What to produce:
Scan the data for lines with "below" and report the count by itself.

(Records from a dataset)
□ □ □ □ □ □ □

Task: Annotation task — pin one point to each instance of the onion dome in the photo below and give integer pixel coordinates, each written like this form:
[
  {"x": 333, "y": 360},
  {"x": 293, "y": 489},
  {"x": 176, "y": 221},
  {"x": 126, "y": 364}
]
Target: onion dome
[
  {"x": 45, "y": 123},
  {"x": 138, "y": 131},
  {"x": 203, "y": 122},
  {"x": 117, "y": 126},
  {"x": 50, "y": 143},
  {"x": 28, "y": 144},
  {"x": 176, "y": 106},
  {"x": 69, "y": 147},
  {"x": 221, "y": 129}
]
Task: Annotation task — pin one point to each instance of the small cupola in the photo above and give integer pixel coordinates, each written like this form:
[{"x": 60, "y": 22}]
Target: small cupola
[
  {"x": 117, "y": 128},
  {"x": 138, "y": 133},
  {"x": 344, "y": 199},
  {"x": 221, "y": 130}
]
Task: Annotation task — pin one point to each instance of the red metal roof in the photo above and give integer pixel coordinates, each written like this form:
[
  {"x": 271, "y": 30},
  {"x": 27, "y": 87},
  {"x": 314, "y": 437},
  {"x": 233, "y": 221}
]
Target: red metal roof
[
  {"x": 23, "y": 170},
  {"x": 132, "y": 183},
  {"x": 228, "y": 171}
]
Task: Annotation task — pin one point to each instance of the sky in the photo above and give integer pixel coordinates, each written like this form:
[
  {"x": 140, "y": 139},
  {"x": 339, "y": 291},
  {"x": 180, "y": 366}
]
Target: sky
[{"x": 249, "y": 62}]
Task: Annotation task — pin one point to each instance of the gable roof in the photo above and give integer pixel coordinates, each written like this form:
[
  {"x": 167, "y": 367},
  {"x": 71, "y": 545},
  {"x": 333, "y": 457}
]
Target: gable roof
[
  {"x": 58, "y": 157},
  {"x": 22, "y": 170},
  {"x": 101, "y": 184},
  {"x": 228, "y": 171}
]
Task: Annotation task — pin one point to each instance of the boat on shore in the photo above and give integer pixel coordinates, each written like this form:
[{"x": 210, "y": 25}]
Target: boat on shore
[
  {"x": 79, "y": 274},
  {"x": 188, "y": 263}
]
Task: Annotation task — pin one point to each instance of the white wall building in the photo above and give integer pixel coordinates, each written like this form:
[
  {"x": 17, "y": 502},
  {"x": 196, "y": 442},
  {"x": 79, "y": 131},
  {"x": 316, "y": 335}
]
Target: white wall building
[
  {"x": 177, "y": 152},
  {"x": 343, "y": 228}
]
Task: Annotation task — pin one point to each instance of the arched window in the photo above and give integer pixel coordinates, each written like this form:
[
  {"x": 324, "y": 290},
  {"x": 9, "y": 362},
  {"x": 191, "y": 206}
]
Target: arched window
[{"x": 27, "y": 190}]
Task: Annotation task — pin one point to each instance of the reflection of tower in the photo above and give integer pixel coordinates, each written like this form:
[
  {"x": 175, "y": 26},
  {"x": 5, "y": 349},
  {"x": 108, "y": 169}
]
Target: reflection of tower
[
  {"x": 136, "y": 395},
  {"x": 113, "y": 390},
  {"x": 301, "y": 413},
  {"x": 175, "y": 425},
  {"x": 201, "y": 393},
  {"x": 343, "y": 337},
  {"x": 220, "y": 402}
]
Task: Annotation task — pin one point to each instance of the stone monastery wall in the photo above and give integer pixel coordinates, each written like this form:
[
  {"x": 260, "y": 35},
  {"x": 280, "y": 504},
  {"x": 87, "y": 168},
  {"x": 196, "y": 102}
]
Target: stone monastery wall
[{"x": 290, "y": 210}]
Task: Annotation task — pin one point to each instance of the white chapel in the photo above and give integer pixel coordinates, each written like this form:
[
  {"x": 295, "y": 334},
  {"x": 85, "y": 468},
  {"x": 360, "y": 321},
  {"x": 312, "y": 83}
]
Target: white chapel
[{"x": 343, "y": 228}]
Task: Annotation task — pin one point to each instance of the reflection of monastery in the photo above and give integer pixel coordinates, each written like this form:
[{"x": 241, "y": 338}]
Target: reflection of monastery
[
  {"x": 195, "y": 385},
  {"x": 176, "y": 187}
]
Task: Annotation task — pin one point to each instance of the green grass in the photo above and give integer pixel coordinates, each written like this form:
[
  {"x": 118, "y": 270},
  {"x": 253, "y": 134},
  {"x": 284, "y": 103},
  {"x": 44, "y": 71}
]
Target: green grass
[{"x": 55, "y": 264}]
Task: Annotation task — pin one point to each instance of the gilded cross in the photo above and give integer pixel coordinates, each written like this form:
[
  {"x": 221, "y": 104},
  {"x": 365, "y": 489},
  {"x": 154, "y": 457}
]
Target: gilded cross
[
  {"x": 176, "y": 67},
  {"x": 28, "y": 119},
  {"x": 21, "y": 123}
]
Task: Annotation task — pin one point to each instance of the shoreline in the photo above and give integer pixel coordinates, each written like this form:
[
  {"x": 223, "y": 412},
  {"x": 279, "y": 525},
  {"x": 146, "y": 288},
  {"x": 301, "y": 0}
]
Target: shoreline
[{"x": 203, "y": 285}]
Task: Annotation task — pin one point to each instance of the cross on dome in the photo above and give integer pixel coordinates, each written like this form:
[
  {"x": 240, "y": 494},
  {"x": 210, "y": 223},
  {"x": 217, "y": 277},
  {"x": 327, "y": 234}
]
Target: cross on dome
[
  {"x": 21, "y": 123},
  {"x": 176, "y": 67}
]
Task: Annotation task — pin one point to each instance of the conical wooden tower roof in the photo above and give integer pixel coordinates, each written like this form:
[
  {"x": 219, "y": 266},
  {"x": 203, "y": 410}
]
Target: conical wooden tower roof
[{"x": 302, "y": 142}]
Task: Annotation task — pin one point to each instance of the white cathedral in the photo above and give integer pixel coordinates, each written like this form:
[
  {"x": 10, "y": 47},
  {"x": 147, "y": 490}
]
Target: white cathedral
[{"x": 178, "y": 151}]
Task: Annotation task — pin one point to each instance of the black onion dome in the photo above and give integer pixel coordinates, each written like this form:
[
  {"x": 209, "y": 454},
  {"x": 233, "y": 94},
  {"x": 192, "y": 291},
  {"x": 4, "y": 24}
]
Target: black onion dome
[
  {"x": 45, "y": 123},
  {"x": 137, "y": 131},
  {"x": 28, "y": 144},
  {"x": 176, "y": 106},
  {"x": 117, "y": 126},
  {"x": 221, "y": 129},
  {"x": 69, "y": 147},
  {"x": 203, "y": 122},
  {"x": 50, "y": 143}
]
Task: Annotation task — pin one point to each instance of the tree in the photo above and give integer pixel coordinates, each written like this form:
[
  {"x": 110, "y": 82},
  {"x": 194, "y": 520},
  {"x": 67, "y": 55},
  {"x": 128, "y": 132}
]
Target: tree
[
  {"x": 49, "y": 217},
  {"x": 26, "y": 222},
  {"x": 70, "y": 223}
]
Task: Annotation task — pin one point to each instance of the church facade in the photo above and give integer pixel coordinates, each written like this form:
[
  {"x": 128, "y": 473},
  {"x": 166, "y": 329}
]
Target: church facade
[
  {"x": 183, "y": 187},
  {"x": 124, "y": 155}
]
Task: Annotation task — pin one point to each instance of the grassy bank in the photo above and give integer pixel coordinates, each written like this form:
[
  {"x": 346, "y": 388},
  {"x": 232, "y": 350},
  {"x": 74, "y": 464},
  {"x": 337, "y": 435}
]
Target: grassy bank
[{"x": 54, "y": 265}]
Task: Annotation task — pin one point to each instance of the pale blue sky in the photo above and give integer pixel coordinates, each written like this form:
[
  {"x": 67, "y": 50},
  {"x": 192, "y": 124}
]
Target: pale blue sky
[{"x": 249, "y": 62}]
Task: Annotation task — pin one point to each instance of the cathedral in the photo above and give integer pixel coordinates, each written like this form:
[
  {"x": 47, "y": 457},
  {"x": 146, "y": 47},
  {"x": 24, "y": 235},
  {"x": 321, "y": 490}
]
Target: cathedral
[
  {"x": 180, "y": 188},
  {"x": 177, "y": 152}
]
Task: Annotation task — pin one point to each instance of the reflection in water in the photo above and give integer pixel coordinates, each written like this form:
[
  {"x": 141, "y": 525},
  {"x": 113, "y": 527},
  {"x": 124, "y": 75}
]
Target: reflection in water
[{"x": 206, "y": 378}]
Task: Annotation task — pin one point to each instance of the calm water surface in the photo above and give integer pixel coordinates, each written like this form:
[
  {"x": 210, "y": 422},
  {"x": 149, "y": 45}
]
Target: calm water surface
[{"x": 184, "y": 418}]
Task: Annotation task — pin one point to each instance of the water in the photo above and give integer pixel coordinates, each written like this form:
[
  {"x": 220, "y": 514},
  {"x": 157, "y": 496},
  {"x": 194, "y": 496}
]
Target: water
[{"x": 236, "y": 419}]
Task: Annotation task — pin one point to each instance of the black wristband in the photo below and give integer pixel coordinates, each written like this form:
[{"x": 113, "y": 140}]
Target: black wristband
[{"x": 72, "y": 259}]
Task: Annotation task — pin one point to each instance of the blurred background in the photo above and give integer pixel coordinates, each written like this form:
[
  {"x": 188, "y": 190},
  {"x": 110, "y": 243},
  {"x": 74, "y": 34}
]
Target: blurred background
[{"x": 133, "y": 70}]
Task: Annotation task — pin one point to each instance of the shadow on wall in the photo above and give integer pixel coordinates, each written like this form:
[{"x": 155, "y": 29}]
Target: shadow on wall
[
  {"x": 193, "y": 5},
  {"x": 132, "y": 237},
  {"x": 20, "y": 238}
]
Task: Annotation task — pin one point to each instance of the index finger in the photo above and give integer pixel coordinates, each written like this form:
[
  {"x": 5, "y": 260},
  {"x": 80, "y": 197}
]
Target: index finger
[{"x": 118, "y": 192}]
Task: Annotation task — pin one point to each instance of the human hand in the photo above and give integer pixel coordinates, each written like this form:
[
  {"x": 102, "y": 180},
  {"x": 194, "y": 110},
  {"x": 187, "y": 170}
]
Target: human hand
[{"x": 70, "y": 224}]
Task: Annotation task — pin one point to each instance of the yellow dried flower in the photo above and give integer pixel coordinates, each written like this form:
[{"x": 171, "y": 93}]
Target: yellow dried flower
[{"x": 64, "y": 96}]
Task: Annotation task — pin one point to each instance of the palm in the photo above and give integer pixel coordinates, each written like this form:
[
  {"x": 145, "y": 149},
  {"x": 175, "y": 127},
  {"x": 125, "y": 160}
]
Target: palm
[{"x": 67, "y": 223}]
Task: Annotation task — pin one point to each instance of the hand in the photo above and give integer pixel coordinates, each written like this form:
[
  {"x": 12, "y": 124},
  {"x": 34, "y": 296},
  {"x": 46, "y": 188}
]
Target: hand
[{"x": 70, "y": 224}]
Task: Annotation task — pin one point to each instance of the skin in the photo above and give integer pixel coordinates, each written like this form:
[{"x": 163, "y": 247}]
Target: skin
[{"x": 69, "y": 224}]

□ □ □ □ □ □ □

Answer space:
2